• _STATED EXERCISE_: Identify every line in the records below that contains the string "checkered" and copy each of those lines.

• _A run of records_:
>> Start

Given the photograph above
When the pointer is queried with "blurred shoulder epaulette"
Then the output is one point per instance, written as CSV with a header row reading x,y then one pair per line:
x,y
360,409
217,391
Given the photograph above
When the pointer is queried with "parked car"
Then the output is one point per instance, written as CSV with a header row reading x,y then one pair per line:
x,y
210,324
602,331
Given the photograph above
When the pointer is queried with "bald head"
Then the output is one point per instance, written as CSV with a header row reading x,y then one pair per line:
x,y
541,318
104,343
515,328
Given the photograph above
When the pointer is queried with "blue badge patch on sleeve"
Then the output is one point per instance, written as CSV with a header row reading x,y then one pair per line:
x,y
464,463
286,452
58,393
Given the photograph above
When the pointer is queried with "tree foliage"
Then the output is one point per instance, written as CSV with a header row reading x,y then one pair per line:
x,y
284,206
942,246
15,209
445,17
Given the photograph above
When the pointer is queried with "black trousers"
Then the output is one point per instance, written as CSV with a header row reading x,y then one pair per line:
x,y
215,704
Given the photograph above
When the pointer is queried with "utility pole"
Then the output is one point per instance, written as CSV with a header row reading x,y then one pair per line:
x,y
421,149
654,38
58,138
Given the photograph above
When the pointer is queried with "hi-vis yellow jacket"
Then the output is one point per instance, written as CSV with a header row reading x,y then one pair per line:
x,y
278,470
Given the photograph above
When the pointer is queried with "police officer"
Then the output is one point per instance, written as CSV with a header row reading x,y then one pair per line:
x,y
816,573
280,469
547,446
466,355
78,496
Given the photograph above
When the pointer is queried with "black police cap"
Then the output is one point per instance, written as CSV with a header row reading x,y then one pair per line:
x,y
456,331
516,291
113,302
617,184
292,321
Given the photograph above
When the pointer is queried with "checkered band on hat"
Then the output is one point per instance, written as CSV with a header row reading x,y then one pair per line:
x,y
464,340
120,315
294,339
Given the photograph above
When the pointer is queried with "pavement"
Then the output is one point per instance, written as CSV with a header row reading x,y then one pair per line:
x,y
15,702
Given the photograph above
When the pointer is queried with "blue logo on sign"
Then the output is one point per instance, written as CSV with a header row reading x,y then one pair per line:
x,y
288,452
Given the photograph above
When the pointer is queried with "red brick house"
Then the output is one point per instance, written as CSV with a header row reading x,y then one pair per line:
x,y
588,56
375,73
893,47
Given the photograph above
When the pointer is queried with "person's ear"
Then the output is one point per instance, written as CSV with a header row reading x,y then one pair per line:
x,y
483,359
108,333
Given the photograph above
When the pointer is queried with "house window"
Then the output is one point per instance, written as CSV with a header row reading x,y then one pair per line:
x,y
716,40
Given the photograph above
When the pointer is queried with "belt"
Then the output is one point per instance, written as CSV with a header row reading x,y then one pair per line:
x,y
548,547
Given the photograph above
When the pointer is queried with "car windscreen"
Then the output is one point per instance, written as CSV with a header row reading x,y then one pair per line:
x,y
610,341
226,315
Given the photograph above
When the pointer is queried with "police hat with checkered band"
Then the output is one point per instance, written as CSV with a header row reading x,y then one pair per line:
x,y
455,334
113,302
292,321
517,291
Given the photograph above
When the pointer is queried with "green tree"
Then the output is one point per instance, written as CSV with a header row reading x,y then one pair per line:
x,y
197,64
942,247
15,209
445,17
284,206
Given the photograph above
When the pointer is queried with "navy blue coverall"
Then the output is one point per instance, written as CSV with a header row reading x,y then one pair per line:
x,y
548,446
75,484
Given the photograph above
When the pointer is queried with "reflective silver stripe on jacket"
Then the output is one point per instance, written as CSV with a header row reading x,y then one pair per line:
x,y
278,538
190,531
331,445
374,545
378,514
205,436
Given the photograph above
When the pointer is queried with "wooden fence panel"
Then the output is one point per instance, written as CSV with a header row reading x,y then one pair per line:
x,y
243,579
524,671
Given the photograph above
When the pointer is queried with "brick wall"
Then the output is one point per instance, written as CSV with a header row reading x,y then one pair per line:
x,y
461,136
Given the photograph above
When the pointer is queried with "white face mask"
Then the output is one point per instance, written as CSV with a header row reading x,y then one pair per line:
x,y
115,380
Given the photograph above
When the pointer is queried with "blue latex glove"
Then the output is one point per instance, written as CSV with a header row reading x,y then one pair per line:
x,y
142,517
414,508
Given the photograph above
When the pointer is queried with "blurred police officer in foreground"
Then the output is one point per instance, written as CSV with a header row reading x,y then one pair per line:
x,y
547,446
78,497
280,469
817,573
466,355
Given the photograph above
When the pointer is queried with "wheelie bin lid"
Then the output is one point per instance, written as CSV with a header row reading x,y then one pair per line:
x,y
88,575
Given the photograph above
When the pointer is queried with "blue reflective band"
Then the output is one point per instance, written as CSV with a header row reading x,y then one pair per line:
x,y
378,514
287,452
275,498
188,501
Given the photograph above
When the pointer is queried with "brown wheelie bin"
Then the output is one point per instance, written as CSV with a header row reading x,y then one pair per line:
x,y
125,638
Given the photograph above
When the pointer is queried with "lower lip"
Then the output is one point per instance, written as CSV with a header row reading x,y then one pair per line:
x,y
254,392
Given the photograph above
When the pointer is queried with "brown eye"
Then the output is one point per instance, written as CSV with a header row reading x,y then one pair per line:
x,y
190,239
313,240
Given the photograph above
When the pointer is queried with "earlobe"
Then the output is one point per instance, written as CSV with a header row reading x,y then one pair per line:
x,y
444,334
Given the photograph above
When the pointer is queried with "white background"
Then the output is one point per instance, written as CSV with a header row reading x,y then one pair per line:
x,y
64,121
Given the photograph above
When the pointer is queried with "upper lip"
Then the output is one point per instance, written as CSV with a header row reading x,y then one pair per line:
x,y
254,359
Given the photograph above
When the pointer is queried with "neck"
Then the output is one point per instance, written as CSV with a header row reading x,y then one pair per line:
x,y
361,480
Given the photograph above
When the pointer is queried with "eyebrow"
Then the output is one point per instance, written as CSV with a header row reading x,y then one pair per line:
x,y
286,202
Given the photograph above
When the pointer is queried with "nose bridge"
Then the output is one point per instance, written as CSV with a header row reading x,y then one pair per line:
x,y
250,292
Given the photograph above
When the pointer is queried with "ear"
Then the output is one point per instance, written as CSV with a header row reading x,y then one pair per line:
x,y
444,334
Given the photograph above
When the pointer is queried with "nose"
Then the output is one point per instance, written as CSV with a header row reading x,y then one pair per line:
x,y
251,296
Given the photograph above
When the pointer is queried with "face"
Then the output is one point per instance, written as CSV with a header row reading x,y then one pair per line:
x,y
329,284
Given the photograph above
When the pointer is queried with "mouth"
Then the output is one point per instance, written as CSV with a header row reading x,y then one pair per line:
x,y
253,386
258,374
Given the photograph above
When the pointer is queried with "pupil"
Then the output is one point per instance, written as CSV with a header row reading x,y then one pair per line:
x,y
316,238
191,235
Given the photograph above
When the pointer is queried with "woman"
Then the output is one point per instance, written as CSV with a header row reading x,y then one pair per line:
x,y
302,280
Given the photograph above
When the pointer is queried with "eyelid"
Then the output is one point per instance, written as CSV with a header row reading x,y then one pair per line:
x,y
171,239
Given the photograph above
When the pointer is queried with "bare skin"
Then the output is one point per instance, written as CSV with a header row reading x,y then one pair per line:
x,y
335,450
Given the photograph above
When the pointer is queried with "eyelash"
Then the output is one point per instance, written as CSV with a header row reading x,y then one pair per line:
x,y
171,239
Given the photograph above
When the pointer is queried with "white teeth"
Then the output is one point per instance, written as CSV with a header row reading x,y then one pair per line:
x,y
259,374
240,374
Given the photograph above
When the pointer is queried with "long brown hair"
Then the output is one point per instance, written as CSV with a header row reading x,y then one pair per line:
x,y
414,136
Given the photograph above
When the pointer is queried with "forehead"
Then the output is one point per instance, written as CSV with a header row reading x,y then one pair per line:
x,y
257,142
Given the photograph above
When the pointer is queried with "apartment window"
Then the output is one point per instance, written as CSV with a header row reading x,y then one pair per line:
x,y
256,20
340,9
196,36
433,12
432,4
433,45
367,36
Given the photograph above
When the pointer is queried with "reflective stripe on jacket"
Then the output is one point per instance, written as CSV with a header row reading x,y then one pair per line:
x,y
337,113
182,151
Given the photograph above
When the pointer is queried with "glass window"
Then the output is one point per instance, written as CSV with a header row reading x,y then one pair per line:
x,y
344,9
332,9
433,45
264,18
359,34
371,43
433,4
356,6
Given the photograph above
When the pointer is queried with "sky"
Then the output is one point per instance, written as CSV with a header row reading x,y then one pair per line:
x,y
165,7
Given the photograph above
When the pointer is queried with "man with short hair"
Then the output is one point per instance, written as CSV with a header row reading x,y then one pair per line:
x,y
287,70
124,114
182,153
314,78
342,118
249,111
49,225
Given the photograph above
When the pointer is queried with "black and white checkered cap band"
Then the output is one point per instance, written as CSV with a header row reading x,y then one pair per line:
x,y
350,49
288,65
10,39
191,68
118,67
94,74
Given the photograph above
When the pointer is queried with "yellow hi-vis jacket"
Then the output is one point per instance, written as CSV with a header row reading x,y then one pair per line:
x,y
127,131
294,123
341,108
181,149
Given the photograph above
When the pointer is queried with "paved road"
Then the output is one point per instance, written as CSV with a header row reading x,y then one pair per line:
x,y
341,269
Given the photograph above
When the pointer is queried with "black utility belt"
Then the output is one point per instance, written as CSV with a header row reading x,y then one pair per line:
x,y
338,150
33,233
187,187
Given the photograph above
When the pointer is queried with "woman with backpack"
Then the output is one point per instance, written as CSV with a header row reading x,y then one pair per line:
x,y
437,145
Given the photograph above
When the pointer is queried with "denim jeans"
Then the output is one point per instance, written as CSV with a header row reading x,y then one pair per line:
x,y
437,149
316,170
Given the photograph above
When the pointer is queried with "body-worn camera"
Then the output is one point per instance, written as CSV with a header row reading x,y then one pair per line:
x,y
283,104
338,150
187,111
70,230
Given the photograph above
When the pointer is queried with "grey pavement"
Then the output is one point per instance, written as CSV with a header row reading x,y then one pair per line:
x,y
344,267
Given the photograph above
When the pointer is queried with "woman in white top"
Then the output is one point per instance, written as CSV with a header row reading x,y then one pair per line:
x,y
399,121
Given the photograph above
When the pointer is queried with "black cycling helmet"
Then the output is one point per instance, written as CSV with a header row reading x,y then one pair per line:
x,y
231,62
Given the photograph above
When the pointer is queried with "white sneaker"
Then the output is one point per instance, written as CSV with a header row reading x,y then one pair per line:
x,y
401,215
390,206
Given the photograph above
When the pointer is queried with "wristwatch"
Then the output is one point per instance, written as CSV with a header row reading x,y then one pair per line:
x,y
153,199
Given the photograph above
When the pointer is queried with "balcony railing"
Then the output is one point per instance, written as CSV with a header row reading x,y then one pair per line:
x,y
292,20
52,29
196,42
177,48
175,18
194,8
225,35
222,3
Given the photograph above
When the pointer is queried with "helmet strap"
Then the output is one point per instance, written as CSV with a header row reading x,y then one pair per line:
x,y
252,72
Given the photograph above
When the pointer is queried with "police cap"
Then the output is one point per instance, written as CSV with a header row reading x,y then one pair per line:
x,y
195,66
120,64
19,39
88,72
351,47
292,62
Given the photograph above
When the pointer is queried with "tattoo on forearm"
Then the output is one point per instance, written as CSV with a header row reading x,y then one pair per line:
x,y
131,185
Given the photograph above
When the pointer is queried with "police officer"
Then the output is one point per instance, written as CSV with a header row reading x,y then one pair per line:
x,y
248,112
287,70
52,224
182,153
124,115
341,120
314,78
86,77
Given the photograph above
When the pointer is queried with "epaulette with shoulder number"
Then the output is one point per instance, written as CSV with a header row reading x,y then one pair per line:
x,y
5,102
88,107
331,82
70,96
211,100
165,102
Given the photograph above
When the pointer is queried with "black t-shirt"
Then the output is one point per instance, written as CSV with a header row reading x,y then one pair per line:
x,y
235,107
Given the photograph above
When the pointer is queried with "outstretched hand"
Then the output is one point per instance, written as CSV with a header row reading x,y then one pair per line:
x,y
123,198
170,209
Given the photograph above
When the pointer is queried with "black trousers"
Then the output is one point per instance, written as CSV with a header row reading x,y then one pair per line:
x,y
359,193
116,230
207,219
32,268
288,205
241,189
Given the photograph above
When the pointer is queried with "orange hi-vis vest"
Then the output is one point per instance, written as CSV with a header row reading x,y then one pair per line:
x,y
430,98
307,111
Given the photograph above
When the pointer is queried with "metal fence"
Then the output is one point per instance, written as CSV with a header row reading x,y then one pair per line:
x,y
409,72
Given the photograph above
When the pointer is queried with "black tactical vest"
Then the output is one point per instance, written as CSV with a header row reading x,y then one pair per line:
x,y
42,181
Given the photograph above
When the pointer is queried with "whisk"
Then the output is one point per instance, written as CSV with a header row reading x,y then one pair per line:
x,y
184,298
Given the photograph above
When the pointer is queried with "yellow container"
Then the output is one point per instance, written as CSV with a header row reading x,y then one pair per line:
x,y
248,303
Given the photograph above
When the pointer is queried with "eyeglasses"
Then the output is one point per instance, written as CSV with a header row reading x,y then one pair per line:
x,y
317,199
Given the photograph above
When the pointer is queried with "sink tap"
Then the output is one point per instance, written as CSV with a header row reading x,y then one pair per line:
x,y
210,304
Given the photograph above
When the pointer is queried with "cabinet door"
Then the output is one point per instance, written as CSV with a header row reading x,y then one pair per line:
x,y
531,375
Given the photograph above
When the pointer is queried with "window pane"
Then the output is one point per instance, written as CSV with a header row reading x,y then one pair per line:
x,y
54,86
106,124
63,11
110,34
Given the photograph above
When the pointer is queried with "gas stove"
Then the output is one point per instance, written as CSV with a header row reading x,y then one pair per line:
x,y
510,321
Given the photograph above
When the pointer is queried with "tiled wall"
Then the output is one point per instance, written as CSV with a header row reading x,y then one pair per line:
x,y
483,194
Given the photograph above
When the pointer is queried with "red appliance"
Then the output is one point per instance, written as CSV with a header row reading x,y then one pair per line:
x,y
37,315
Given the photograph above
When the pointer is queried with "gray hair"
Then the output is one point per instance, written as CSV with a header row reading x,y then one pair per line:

>> End

• _RESULT OF THIS TASK_:
When the pointer is queried with "checkered band on hat"
When the pointer is queried with "police hat with checkered band"
When the pointer is queried with "black and white checkered cap band"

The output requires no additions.